Exact copies of all the lines below are wanted, without a single picture.

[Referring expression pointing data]
========================================================================

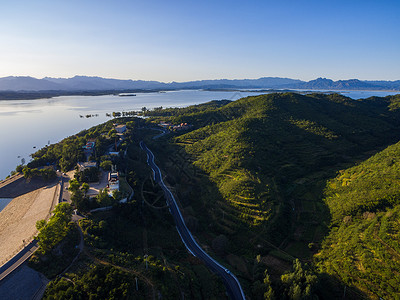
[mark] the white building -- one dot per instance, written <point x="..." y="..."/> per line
<point x="120" y="128"/>
<point x="113" y="182"/>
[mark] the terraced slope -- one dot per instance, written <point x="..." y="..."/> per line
<point x="267" y="158"/>
<point x="363" y="247"/>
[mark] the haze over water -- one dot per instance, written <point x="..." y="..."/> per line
<point x="33" y="123"/>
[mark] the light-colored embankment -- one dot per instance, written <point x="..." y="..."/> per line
<point x="18" y="219"/>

========================================================================

**TASK OUTPUT**
[mark] the white building -- one dot per instance, written <point x="..." y="..."/> per line
<point x="120" y="128"/>
<point x="113" y="182"/>
[mark] the terraced slope -- one dot per instance, written <point x="..." y="..."/> per line
<point x="267" y="158"/>
<point x="363" y="247"/>
[mark] the haze over water -- one dot per instance, written <point x="..." y="..."/> per line
<point x="33" y="123"/>
[mark] the light-colored embankment -- one dot per instance, written <point x="..." y="..."/> per line
<point x="18" y="219"/>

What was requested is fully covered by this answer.